:: Document extract ::
One of the best parts of a holiday is choosing your holiday reading, and I am happy to have got through 3 books over the fortnight that have a definite foodie flavour to them (somehow, I can’t really say A Year in the Merde counts, although it was a good trashy read). In case you or your loved one need some inspiration, these were my three:


Cod - the fish that changed the world - great gift for a food lover looking for a good book


1. Cod A Biography of the Fish That Changed the World by Mark Kurlansky

This was on the bookshelf in our gite, and I swapped A Year in the Merde for it, and am really pleased I did. An unlikely subject, but really fascinating. I may not be dashing into the kitchen to try some of the recipes though. Salted cod tounges anyone? I know it’s not a new book, having won the Best Food Book at the Glenfiddich 1999 Food & Drink Awards, but it is worth a read

2. Pies and Prejudice by Stuart Maconie

I didn’t know whether to laugh or cry at this book, being a good Northern girl myself. Plenty of food references, from Uncle Joe’s Mint Balls through to the best black pudding on Bury market. Easy read, but worth every minute of reading it.

3. Eat My Globe by Simon Majumdar

Simon exists so I don’t have to try things like dog and rat. I feel like a very poor foodie in relation to the things he’s tried, but quite happy not to! This is a world tour like no other, and worth reading wherever you are in the world.

Should keep you going for a little while at least!

:: Information supplied ::

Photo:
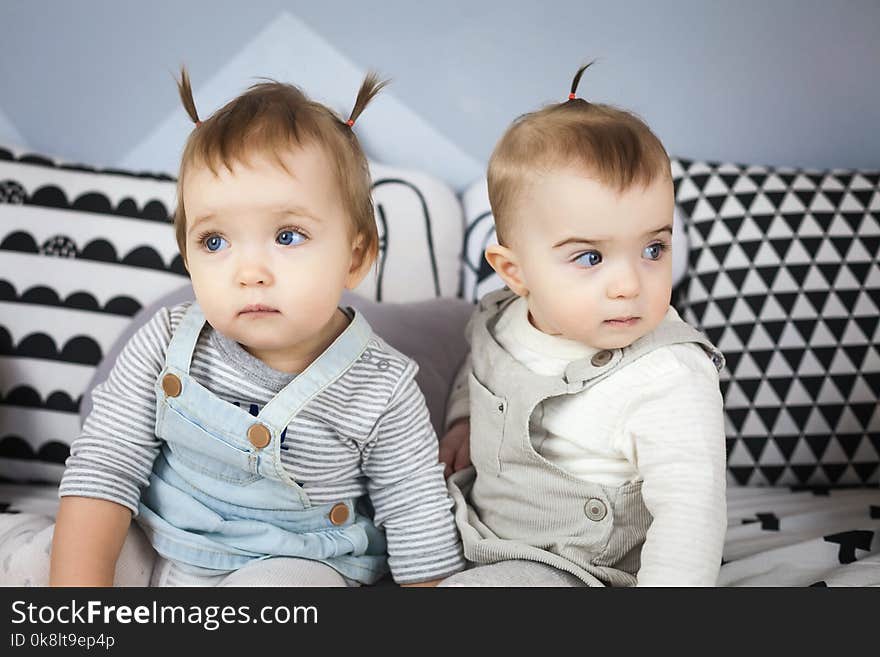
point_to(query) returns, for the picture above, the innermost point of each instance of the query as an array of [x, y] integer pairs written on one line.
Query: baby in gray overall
[[596, 424], [261, 436]]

:: Stated exercise A ::
From the holiday reading post, copy the passage starting with "I didn’t know" and going on through "of reading it.".
:: Stated exercise B ::
In the holiday reading post, why does the writer feel like a very poor foodie while reading Eat My Globe?

:: Correct output A ::
I didn’t know whether to laugh or cry at this book, being a good Northern girl myself. Plenty of food references, from Uncle Joe’s Mint Balls through to the best black pudding on Bury market. Easy read, but worth every minute of reading it.

:: Correct output B ::
The writer feels that way in comparison with all the things Simon Majumdar has tried, such as dog and rat. The writer adds that they are quite happy not to have tried them.